======== EXTRACTED DATA

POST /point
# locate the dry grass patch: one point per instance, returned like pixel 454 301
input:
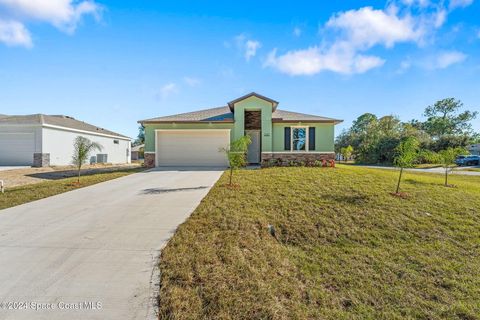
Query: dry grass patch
pixel 22 194
pixel 344 248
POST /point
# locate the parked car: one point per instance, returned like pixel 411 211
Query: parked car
pixel 468 160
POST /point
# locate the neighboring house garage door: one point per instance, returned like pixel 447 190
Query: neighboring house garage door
pixel 191 147
pixel 16 149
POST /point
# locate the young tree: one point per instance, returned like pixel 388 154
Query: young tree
pixel 237 154
pixel 82 149
pixel 346 152
pixel 447 158
pixel 406 153
pixel 444 118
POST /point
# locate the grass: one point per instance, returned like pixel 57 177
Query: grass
pixel 344 248
pixel 31 192
pixel 427 166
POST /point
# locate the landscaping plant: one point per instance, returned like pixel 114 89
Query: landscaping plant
pixel 346 152
pixel 406 153
pixel 82 149
pixel 237 154
pixel 447 158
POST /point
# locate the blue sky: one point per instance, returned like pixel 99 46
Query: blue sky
pixel 112 63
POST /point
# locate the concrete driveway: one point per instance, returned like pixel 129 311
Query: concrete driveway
pixel 91 253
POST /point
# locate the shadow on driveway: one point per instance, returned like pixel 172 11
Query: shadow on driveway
pixel 166 190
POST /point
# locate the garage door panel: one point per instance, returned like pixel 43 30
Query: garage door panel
pixel 192 147
pixel 17 148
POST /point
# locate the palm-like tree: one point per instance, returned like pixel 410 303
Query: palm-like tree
pixel 82 149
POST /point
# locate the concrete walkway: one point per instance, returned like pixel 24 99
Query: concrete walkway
pixel 439 170
pixel 90 253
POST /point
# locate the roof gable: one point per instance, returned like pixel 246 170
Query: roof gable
pixel 232 103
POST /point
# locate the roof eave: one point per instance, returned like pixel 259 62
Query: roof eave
pixel 334 121
pixel 182 121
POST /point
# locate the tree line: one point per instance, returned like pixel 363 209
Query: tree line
pixel 374 140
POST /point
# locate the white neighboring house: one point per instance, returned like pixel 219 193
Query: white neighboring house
pixel 41 140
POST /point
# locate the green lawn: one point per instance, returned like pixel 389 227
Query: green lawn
pixel 23 194
pixel 344 248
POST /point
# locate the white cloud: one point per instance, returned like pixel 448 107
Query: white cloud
pixel 65 15
pixel 359 30
pixel 367 27
pixel 168 89
pixel 247 46
pixel 439 18
pixel 460 3
pixel 339 58
pixel 297 32
pixel 13 33
pixel 446 59
pixel 191 81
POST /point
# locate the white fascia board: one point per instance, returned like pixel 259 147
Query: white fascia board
pixel 85 132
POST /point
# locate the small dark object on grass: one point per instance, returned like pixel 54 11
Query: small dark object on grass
pixel 402 195
pixel 271 230
pixel 233 186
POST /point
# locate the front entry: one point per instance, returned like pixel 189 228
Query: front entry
pixel 253 153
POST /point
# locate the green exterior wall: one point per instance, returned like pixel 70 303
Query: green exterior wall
pixel 150 130
pixel 272 133
pixel 253 104
pixel 324 135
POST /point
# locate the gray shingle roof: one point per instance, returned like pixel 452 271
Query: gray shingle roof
pixel 56 120
pixel 223 114
pixel 220 114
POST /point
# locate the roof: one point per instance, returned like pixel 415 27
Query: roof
pixel 56 120
pixel 220 114
pixel 253 94
pixel 223 114
pixel 138 148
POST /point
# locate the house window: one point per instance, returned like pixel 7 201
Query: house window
pixel 299 139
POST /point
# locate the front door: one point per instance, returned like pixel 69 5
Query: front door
pixel 253 154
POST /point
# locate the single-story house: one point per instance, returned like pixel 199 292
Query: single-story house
pixel 47 140
pixel 137 152
pixel 195 138
pixel 474 149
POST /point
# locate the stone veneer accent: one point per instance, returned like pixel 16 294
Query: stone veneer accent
pixel 284 158
pixel 41 159
pixel 149 160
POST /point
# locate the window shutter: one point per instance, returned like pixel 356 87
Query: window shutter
pixel 287 138
pixel 311 138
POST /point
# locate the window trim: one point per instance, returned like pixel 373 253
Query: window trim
pixel 306 138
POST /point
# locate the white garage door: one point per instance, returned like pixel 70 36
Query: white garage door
pixel 191 147
pixel 16 149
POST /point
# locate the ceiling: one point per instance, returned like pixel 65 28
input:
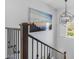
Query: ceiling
pixel 59 4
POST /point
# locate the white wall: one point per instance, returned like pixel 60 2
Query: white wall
pixel 64 43
pixel 17 12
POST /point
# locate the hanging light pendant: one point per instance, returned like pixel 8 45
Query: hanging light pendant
pixel 66 16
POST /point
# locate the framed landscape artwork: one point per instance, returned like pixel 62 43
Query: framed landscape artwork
pixel 39 21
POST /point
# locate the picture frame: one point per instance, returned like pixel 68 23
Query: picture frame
pixel 39 21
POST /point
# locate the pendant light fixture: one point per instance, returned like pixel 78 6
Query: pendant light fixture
pixel 66 16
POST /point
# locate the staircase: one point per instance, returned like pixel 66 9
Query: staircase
pixel 21 45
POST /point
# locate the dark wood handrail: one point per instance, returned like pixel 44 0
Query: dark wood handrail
pixel 12 28
pixel 44 43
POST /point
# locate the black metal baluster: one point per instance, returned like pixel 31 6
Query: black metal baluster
pixel 14 44
pixel 37 49
pixel 47 52
pixel 32 48
pixel 41 50
pixel 44 51
pixel 18 44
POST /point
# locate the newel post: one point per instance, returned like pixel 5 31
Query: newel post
pixel 64 55
pixel 24 40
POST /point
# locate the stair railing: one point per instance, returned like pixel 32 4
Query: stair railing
pixel 21 36
pixel 24 45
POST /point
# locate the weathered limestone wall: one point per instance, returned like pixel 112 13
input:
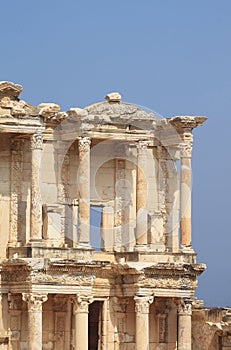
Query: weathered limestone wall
pixel 5 174
pixel 211 329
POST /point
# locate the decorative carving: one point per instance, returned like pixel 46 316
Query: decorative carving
pixel 84 144
pixel 16 178
pixel 60 303
pixel 186 150
pixel 142 303
pixel 62 278
pixel 185 307
pixel 163 328
pixel 37 141
pixel 34 301
pixel 15 301
pixel 120 304
pixel 169 282
pixel 81 303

================

AIM OF THE TASK: Output exactly the lines from the one containing "Query: picture frame" through the last line of the records above, both included, and leave out the pictures.

SOLUTION:
Query: picture frame
pixel 39 21
POST /point
# locate the pendant light fixture: one point per instance, returned like pixel 78 6
Query: pendant light fixture
pixel 66 16
POST /point
# locate the staircase: one point per instance, returned like pixel 66 9
Query: staircase
pixel 21 45
POST /point
# locate the dark wood handrail: one point per instance, returned like pixel 44 0
Query: dark wood handrail
pixel 12 28
pixel 44 43
POST /point
# locate the black metal baluster: one point per instance, returned like pixel 31 6
Query: black metal baluster
pixel 14 44
pixel 37 49
pixel 47 52
pixel 32 48
pixel 41 50
pixel 44 51
pixel 18 44
POST /point
# locate the newel post: one point per instance, returned like pixel 5 31
Query: newel post
pixel 64 55
pixel 24 40
POST /point
# locate the stair railing: one point per instance, returned like pixel 32 4
Query: stair railing
pixel 21 36
pixel 24 45
POST /point
# locate the weathered limestone wall: one point per instance, returned like pixel 112 13
input:
Query: weathered limestone wall
pixel 5 174
pixel 211 329
POST /point
# locate the decorative carving: one point per instance, returned like pixel 46 316
Query: decorative carving
pixel 84 144
pixel 16 178
pixel 60 303
pixel 186 150
pixel 142 303
pixel 62 278
pixel 185 307
pixel 163 328
pixel 37 141
pixel 34 301
pixel 15 301
pixel 120 304
pixel 169 282
pixel 81 303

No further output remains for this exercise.